Text for analysis Block Start

| Feb 28, 2024


It started in late January. A friend(?) of mine leaned over to me while we were sitting in a restaurant and said, “have you tapped yet?”

I was not ready to hear that.

I said I was not going to be jumping at a January thaw, even in an El Nino winter 20 years into the impact of climate change on the syrup season.

“I heard that the big producers are all tapping,” they responded.

That I did not believe, and from the few people that I know who are really in the syrup industry and not small scale hobbiests, they may have been checking their bush and starting to get ready, but they were not getting into production.

But it turns out that in Vermont, where the syrup season is earlier and climate change has already had a larger impact, there are some producers who make syrup as they can from late December on.

Even though maple syrup is the simplest food processing industry there is, concentrating sugar from 2-3% up to 40% by removing water from sap, the technology in the maple syrup industry has ensured ever larger amounts of pure maple syrup hit the global market every year, and the industry is very resilient.

The onset of technology means that, unlike myself a few dozen buckets and spiles spread around a rural property, they are not completely dependent on the 'goldilocks' weather (+5 at night and +5 in the day being optimal) that a steady supply of cold, clear sap.

As long as their is some freeze thaw cycle in play, and the trees don't go into bud too early, the Ontario and Quebec industries will make syrup, and if the weather is good establish operations are able to make record amounts due to ambition, efficiency and investments in technology.

This year could be a nightmare for the bucket and spile crowd, and a challenge for all producers.

The concensus was to get started last week, or over the weekend, still in February. But with the forecast it seemed like this was the time, with the feeling that by mid-March the trees might already be in bus and the season gone.

This week is certainly a challenge. The sap should run early in the week, but a warm Tuesday night followed by buckets of rain and a major freeze up will put an end to that. Later in the week it will be warm day and night, but the sap may run on Friday and Saturday before it gets very warm into next week.

Text for analysis Block End

(Work to complete):
• A. According to the maple syrup passage, where do some producers make syrup as they can from late December on?
• B. Continue the maple syrup passage from its final sentence.
The rows have no connection to the maple syrup passage.

Entries shown Block Start

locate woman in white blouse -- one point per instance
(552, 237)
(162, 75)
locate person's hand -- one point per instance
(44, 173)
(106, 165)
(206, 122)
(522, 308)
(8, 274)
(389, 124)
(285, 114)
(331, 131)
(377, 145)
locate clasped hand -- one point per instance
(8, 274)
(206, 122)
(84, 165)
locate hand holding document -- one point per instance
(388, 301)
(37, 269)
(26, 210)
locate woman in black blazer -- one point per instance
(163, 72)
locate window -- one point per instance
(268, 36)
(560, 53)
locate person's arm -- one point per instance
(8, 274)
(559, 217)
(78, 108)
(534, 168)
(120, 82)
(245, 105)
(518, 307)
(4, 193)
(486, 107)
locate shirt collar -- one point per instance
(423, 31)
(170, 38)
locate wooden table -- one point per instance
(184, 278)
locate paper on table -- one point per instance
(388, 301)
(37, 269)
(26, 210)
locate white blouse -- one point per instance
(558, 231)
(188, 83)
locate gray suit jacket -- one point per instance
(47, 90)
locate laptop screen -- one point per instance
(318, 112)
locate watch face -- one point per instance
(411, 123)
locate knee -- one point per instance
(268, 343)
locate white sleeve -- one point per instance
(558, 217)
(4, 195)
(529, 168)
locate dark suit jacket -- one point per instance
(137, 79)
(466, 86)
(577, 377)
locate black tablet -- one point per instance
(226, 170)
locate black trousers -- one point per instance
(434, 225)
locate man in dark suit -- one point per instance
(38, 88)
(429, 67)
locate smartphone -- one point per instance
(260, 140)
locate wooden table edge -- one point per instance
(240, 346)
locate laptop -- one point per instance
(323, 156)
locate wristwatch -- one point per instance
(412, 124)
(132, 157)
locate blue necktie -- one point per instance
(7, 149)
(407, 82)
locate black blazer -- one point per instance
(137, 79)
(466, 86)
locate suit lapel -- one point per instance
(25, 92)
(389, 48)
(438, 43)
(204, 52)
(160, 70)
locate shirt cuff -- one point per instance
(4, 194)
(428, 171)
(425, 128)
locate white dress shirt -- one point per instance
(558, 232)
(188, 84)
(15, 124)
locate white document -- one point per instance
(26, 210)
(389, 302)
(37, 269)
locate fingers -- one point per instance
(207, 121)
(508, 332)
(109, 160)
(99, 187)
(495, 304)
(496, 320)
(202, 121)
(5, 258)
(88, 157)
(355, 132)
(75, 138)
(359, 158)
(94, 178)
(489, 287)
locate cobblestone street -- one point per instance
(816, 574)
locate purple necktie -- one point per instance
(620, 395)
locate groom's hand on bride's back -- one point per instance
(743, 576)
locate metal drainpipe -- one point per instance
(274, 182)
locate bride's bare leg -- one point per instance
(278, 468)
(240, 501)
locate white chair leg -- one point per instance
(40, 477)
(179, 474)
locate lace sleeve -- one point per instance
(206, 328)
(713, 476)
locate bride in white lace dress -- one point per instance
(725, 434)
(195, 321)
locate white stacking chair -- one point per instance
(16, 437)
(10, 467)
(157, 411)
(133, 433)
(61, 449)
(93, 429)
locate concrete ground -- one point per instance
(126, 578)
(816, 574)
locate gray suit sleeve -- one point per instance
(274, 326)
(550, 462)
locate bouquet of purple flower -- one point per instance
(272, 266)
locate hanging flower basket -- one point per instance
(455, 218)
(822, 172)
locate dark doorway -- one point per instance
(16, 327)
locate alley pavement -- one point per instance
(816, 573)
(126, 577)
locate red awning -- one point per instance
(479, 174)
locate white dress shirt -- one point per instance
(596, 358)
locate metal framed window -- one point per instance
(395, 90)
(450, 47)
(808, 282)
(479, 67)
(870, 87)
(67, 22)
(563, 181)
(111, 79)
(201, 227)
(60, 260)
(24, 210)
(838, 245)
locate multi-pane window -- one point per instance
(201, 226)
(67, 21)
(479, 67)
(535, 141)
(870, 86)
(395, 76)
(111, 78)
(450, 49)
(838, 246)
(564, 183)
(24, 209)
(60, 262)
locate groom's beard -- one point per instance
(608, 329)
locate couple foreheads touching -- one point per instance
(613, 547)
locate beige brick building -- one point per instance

Entries shown Block End

(Answer section):
• A. In Vermont.

• B.
Later next week looks better from here, unless the nighttime temperatures moderate a bit. The next two weeks will determine the season. If they are seasonal, all will be well, but if they we get spring weather in mid-March it will not be.

Commercial operators should be able to hit 50% of a normal year as things stand, but hobbiest may be hit hard. I might be shopping for syrup.

The real concern, however, is not the spring of 2024, but the impact of climate change on maple trees themselves, particularly sugar maples. They have a competitive advantage in cooler climates because they do better in ground that faces heavy frost than other deciduous trees. If that stops happening, not only does that advantage dissappear, but exposure to pests and disease that maples are less prepared for than trees better adapted to warmer climates could also be a factor.

These are already real concerns in places like Vermont, which is not only the largest syrup producing state in the country, but also the state that has warmed the most in the first phase of climate change.

Just like the goldilocks weather that has made maple an iconic taste in this part of the world for millennia, the climate has been just right for sugar maples. Maples thrive in between the cold climates to the north which are suited to boreal forest species, and the warm climates to the south where warmer deciduous species dominate the forest. If we lose that climate, we will lose the maples as well, and that loss is greater than just the loss of a product, as maple syrup runs to the core of our identity, something elemental to our culture, something that indigenous and settler populations can connect to in a similar way.